§ Exercise material

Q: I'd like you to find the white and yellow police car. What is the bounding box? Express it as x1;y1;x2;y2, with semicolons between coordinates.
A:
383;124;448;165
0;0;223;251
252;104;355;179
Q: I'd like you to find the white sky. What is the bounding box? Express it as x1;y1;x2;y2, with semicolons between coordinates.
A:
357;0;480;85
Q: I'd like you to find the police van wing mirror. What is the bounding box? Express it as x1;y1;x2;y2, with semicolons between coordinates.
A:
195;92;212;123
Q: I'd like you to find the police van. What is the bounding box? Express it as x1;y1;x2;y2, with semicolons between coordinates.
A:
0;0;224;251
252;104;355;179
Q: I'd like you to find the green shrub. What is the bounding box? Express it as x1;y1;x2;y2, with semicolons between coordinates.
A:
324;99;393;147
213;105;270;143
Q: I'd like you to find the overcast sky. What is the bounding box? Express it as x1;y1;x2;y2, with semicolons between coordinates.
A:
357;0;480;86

§ What you are asked to do
Copy out the rows from the line containing "Q: I'd like you to find the white sky." through the end of the rows, substituting "police truck" for "police van" and leaving everything else unchanged.

§ Written response
Q: I'd like you to find the white sky. What is the bounding box? Express it as x1;y1;x2;y2, with semicolons between coordinates.
A:
357;0;480;85
Q: I'd like you to find the police truck wing mirror. What is the bounding box? Express it as x1;y1;x2;y2, with semicolons between coordinates.
A:
195;92;212;123
Q: I'd like you to find the police truck. What is the bounding box? Express it as x1;y1;x2;y2, with semicolons between coordinates.
A:
0;0;224;251
252;104;355;179
Q: I'd like you to find the green shrub. What is the bounding box? Express it as x1;y1;x2;y2, with semicolons between coordinates.
A:
324;99;393;147
213;105;270;143
Q: I'd like you to find the overcast sky. What is the bounding box? Express it as x1;y1;x2;y2, with semicolons between coordinates.
A:
357;0;480;86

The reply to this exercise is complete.